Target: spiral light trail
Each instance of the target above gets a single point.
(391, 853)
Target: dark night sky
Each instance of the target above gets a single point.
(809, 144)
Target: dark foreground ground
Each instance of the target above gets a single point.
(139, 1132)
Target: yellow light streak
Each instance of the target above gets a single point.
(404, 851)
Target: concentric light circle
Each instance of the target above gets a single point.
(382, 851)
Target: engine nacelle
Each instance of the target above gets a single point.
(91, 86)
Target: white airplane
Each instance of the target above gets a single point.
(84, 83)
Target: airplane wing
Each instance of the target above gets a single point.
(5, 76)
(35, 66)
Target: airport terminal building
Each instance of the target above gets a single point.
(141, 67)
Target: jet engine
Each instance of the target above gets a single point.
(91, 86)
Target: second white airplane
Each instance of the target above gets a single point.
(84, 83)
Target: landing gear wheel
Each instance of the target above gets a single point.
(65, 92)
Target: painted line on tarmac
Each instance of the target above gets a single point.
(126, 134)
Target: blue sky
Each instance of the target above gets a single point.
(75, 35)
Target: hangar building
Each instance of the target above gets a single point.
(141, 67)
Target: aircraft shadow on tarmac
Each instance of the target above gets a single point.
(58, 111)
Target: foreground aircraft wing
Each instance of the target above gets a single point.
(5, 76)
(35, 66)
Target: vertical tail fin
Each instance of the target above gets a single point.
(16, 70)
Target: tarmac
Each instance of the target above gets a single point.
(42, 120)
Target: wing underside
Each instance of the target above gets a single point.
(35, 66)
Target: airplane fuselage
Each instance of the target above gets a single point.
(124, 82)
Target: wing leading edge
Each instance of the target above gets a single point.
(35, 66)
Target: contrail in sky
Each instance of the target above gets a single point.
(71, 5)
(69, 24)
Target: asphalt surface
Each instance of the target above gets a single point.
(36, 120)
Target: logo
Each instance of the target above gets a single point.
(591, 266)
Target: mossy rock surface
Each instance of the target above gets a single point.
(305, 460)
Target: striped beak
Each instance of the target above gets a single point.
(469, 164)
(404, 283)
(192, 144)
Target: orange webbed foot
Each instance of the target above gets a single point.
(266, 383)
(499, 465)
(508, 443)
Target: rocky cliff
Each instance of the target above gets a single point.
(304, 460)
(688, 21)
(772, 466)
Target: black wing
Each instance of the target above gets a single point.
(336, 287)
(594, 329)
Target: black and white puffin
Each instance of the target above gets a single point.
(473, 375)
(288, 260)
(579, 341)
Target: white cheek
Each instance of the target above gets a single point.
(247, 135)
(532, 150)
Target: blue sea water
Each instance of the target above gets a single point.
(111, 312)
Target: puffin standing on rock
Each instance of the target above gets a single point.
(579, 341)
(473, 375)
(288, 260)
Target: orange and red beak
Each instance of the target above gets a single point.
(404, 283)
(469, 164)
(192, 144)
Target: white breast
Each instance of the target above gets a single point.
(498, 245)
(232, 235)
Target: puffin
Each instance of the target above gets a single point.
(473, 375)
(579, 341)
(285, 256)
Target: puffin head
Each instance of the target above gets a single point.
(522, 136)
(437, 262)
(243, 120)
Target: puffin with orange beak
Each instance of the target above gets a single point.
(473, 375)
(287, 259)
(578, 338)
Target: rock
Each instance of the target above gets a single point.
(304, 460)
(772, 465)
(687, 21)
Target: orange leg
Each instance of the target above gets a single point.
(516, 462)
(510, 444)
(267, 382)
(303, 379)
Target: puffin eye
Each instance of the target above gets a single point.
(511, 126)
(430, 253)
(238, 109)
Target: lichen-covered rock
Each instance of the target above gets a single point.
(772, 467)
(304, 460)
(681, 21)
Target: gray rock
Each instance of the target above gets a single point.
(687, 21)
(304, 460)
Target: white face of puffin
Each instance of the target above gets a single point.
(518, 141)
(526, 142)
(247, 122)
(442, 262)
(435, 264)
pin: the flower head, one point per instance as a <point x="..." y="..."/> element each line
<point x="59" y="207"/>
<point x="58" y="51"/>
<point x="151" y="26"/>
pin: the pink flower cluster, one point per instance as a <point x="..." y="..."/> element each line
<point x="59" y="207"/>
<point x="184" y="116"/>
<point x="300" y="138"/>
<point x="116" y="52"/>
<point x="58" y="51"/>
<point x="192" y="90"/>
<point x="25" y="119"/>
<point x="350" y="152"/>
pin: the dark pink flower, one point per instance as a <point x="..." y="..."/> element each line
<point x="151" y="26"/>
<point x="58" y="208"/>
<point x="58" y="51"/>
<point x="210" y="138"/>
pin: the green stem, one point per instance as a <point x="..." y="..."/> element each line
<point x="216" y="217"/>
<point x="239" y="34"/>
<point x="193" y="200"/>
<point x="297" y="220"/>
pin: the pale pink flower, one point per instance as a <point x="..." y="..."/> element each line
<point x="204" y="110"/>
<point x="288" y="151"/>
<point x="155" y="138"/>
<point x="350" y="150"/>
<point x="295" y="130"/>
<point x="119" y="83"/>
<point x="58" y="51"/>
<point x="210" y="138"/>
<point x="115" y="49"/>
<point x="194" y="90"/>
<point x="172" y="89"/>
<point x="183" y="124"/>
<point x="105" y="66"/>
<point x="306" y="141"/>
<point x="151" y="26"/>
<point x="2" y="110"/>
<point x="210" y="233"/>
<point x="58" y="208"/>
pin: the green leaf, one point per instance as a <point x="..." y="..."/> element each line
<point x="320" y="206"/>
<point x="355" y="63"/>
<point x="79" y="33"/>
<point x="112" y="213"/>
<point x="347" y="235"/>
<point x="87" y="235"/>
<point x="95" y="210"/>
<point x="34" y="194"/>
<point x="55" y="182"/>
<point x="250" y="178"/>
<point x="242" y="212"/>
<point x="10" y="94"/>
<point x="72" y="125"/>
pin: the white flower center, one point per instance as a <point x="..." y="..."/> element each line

+-------+

[PROBLEM]
Please shift the points from the line that contains "pin: the green leaf, one" through the end of the data by adding 131 to every x and y coordinate in the answers. Write out each of those lines again, and copy the other lines in that span unchanged.

[COMPLETE RESPONSE]
pin: the green leaf, one point per instance as a <point x="..." y="..."/> element each line
<point x="451" y="337"/>
<point x="486" y="194"/>
<point x="210" y="164"/>
<point x="243" y="344"/>
<point x="478" y="366"/>
<point x="218" y="366"/>
<point x="226" y="341"/>
<point x="165" y="325"/>
<point x="186" y="313"/>
<point x="381" y="309"/>
<point x="373" y="343"/>
<point x="141" y="225"/>
<point x="203" y="256"/>
pin: the white flower center, one point per instance as a <point x="..." y="..."/> element each line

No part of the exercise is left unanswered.